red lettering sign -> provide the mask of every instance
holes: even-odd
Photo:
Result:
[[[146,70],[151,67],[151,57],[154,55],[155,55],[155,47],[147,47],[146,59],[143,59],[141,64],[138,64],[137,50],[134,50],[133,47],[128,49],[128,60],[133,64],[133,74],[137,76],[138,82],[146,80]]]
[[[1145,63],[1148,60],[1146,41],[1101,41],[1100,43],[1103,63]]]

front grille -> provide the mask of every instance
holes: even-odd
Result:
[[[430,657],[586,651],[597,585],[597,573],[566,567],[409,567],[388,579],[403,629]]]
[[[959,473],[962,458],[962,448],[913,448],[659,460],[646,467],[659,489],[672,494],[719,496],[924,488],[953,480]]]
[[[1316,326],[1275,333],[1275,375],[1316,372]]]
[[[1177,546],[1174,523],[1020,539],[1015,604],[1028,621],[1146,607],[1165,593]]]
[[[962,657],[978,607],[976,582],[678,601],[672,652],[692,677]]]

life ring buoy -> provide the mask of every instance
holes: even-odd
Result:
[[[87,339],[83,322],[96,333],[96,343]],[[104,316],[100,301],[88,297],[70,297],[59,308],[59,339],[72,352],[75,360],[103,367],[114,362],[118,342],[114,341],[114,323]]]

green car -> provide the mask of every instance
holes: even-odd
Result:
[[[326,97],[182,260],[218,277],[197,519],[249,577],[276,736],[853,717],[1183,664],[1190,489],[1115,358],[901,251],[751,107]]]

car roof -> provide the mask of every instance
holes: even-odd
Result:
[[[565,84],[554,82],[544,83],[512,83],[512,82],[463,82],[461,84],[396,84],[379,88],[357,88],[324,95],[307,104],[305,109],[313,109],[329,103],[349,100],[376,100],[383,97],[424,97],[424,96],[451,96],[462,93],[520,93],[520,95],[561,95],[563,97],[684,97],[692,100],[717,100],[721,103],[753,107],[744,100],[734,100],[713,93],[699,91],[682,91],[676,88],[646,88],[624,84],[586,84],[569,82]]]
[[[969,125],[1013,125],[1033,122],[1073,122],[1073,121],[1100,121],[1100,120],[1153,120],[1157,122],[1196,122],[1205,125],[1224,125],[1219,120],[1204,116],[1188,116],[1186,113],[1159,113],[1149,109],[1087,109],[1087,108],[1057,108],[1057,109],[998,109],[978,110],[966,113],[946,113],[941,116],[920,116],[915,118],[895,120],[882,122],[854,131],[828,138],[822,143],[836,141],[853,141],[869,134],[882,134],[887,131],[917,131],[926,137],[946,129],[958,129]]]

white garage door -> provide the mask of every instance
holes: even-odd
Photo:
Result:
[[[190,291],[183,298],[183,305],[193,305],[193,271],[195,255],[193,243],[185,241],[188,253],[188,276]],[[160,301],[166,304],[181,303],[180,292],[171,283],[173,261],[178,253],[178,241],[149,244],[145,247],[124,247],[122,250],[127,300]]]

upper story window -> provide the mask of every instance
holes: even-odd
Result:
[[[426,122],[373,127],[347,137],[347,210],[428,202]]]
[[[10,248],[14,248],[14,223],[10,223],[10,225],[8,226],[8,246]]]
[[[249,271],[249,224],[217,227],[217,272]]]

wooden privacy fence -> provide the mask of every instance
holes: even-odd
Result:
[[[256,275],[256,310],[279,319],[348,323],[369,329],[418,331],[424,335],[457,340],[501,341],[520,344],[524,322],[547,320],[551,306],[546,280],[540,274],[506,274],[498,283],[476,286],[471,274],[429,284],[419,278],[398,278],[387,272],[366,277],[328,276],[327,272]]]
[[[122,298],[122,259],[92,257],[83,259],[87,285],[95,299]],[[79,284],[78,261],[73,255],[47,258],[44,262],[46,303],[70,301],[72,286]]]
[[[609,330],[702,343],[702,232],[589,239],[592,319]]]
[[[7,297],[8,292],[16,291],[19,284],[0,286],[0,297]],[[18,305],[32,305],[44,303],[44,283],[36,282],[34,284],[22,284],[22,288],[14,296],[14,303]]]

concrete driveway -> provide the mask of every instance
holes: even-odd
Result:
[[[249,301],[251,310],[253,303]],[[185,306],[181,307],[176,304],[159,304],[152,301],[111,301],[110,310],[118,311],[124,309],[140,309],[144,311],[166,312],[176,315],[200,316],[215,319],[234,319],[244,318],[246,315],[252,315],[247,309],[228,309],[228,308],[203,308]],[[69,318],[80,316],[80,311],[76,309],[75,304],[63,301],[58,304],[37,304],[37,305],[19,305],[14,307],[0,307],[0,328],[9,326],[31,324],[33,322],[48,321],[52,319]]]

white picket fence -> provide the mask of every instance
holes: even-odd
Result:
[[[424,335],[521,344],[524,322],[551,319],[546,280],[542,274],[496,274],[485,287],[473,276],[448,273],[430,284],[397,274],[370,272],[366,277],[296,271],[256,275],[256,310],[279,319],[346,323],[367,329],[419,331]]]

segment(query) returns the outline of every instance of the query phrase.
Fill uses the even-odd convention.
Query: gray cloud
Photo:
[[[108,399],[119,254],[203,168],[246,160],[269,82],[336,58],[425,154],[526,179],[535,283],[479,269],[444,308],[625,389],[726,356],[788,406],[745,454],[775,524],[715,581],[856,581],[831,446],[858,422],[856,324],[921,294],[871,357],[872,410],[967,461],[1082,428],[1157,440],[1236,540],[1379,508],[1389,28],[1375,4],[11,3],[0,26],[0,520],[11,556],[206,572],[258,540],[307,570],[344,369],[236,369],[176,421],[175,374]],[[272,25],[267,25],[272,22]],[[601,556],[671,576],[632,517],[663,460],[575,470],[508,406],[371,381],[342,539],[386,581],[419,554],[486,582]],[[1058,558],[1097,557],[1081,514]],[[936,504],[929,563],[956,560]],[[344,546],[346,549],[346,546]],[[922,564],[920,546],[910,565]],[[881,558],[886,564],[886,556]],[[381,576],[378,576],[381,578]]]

◇ ◇ ◇ ◇ ◇ ◇ ◇

**Short exercise:** Return what is listed above, exactly and completely.

**Response:**
red lettering sign -> provide the mask of every instance
holes: even-odd
Photo:
Result:
[[[146,70],[151,67],[151,57],[154,55],[155,55],[155,47],[147,47],[146,59],[143,59],[141,64],[138,64],[137,50],[134,50],[133,47],[128,49],[128,60],[133,64],[133,74],[137,76],[138,82],[146,80]]]
[[[1145,63],[1148,60],[1146,41],[1101,41],[1100,43],[1103,63]]]

front grille -> provide the mask of every instance
holes: even-odd
Result:
[[[430,657],[586,651],[597,585],[597,573],[566,567],[409,567],[388,579],[403,629]]]
[[[959,473],[962,458],[962,448],[913,448],[659,460],[646,467],[659,489],[672,494],[719,496],[924,488],[953,480]]]
[[[1316,326],[1275,333],[1275,375],[1316,372]]]
[[[1177,546],[1174,523],[1020,539],[1015,604],[1028,621],[1146,607],[1165,593]]]
[[[962,657],[978,607],[976,582],[678,601],[672,652],[692,677]]]

life ring buoy -> provide the mask of every instance
holes: even-odd
Result:
[[[87,339],[83,322],[96,333],[96,343]],[[104,316],[100,301],[88,297],[70,297],[59,308],[59,339],[72,352],[75,360],[103,367],[114,362],[118,342],[114,341],[114,323]]]

green car -> provide the mask of every instance
holes: even-odd
Result:
[[[326,97],[182,260],[218,277],[197,519],[249,577],[276,736],[853,717],[1183,664],[1190,489],[1115,358],[901,251],[751,107]]]

car roof -> provide the mask of every instance
holes: even-odd
Result:
[[[565,84],[554,82],[544,83],[512,83],[512,82],[463,82],[461,84],[396,84],[379,88],[357,88],[324,95],[307,104],[305,109],[313,109],[329,103],[349,100],[376,100],[383,97],[424,97],[424,96],[451,96],[462,93],[520,93],[520,95],[561,95],[563,97],[684,97],[692,100],[717,100],[721,103],[753,107],[744,100],[734,100],[713,93],[699,91],[682,91],[676,88],[646,88],[624,84],[586,84],[569,82]]]
[[[969,125],[1013,125],[1033,122],[1073,122],[1073,121],[1100,121],[1100,120],[1153,120],[1157,122],[1196,122],[1205,125],[1224,125],[1219,120],[1204,116],[1188,116],[1186,113],[1159,113],[1149,109],[1087,109],[1087,108],[1057,108],[1057,109],[998,109],[978,110],[966,113],[946,113],[941,116],[920,116],[915,118],[895,120],[882,122],[854,131],[828,138],[822,143],[836,141],[853,141],[869,134],[882,134],[887,131],[917,131],[926,137],[946,129],[958,129]]]

white garage door -> provide the mask of every instance
holes: even-odd
Photo:
Result:
[[[190,291],[183,298],[183,305],[193,305],[193,271],[195,255],[193,243],[185,241],[188,253],[188,276]],[[160,301],[166,304],[181,303],[180,292],[171,283],[173,261],[178,253],[178,241],[149,244],[145,247],[124,247],[122,250],[127,300]]]

upper story window -> provide the mask of every instance
holes: even-odd
Result:
[[[426,122],[373,127],[347,137],[347,210],[428,202]]]
[[[10,248],[14,248],[14,223],[10,223],[10,225],[8,226],[8,246]]]
[[[249,271],[249,224],[217,227],[217,272]]]

wooden privacy fence -> provide the mask of every instance
holes: even-odd
Result:
[[[256,275],[256,310],[279,319],[348,323],[369,329],[418,331],[424,335],[457,340],[501,341],[520,344],[524,322],[547,320],[551,306],[546,280],[540,274],[506,274],[498,283],[476,286],[471,274],[429,284],[419,278],[398,278],[387,272],[366,277],[328,276],[327,272]]]
[[[122,298],[122,259],[92,257],[83,259],[87,285],[95,299]],[[79,284],[78,261],[73,255],[47,258],[44,262],[46,303],[70,301],[72,286]]]
[[[609,330],[702,343],[702,232],[589,239],[592,319]]]
[[[7,297],[8,292],[16,291],[19,284],[0,286],[0,297]],[[18,305],[32,305],[44,303],[44,283],[36,282],[34,284],[22,284],[22,288],[14,296],[14,303]]]

concrete driveway -> provide the mask of every instance
holes: even-odd
Result:
[[[249,301],[251,310],[253,303]],[[185,306],[181,307],[176,304],[159,304],[152,301],[111,301],[110,310],[118,311],[124,309],[140,309],[144,311],[166,312],[176,315],[200,316],[215,319],[234,319],[244,318],[246,315],[252,315],[247,309],[228,309],[228,308],[203,308]],[[69,318],[80,316],[80,311],[76,309],[75,304],[63,301],[58,304],[37,304],[37,305],[19,305],[14,307],[0,307],[0,328],[9,326],[31,324],[33,322],[48,321],[52,319]]]

white picket fence -> provide the mask of every instance
holes: even-odd
Result:
[[[424,335],[521,344],[524,322],[551,319],[546,280],[542,274],[496,274],[485,287],[473,276],[448,273],[430,284],[397,274],[370,272],[366,277],[296,271],[256,275],[256,310],[279,319],[346,323],[367,329],[419,331]]]

segment(query) returns the outline of every instance of the query phrase.
Fill uses the even-odd convention.
Query: gray cloud
Photo:
[[[108,399],[119,254],[203,168],[246,160],[269,82],[336,58],[425,154],[526,179],[535,283],[479,269],[444,308],[625,389],[726,356],[788,406],[745,454],[775,524],[715,581],[856,581],[831,446],[858,422],[856,324],[921,294],[871,357],[872,410],[967,461],[1082,428],[1157,440],[1236,540],[1379,508],[1389,28],[1375,4],[11,3],[0,26],[0,520],[11,556],[206,572],[258,540],[307,570],[344,369],[236,369],[176,421],[175,374]],[[272,25],[267,25],[272,22]],[[601,556],[671,576],[632,517],[663,460],[575,470],[508,406],[371,381],[342,539],[386,581],[419,554],[486,582]],[[1058,558],[1097,557],[1081,514]],[[936,504],[929,563],[956,560]],[[344,546],[346,549],[346,546]],[[922,564],[920,546],[910,565]],[[881,558],[886,564],[886,556]],[[381,576],[378,576],[381,578]]]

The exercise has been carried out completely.